Excerpts from a pointing dataset
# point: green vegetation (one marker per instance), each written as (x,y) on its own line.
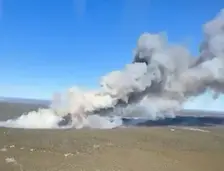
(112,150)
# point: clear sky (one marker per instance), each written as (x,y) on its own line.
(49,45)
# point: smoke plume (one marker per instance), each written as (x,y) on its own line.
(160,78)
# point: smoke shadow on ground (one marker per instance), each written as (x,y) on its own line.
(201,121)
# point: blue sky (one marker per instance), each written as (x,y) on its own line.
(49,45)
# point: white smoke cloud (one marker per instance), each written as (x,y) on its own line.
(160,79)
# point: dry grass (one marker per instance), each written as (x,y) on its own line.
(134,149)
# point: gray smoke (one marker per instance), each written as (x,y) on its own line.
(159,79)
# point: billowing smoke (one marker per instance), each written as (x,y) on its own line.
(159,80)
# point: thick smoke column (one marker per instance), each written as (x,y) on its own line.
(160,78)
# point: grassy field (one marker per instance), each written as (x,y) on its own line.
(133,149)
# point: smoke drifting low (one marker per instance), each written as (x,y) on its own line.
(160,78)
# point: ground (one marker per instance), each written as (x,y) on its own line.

**Given task:**
Reproduce all of the material above word for word, leaving out the pictures.

**Solution:**
# point: green vegetation (one marker per instance), each written as (x,y) on its own line.
(112,150)
# point: clear sky (one marker per instance), each written as (x,y) on its own line.
(49,45)
# point: smoke plume (one marker per instance), each written as (x,y) on its own line.
(160,78)
# point: smoke shadow on ground (one marker per instance), each written as (x,y) on its own line.
(201,121)
# point: blue sky (one marker per instance), each written as (x,y) on its own line.
(49,45)
# point: white smoke cloud (one marker per instance), each written as (x,y) on its own line.
(160,79)
# point: dry grass (one marker per instance), each written as (x,y) on its own line.
(134,149)
# point: gray smoke (one marker per instance), each written as (x,y) on its own line.
(159,79)
# point: billowing smoke (one marker per instance), each written as (x,y) on its own line.
(159,80)
# point: thick smoke column (one marker per instance), each written as (x,y) on its own line.
(160,78)
# point: grassy field (one marker per instance), each written as (x,y) on its own line.
(133,149)
# point: smoke drifting low (one marker per instance), each written as (x,y) on its own line.
(160,78)
# point: ground (one marker per instance), each written as (x,y) on its own line.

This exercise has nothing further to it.